● **WORK TO COMPLETE**
How many lines in the items below contain the string "column"? Reply with the number only.

━━━━━ EXTRACTED INFORMATION

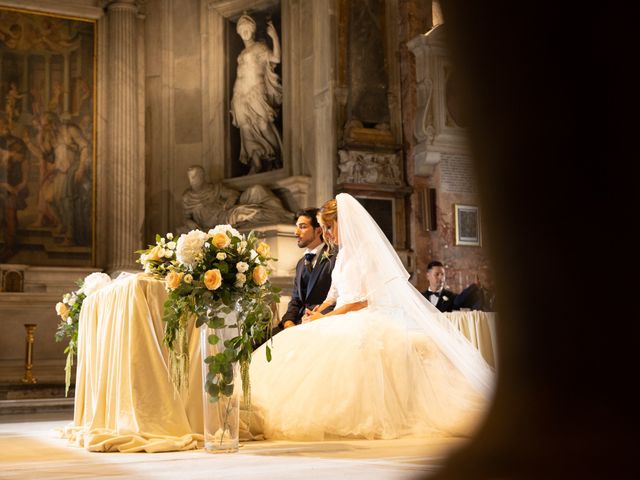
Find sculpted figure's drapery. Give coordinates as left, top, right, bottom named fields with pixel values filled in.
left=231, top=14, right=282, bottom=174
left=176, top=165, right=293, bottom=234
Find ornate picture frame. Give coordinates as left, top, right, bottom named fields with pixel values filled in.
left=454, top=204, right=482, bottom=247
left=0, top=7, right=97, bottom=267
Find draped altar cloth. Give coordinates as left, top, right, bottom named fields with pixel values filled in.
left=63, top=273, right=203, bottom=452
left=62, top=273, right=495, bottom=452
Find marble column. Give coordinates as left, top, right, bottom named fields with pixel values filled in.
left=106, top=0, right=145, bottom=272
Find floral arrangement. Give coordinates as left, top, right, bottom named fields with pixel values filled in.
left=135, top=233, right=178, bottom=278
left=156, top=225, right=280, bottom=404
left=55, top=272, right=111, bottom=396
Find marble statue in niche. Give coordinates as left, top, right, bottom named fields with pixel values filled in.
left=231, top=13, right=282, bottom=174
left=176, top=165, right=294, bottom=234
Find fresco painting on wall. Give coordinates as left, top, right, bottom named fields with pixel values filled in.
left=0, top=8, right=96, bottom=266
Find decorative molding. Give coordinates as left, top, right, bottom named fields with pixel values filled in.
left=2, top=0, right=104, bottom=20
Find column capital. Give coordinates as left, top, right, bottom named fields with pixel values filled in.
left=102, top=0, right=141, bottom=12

━━━━━━━━━━

● **IN RESPONSE**
2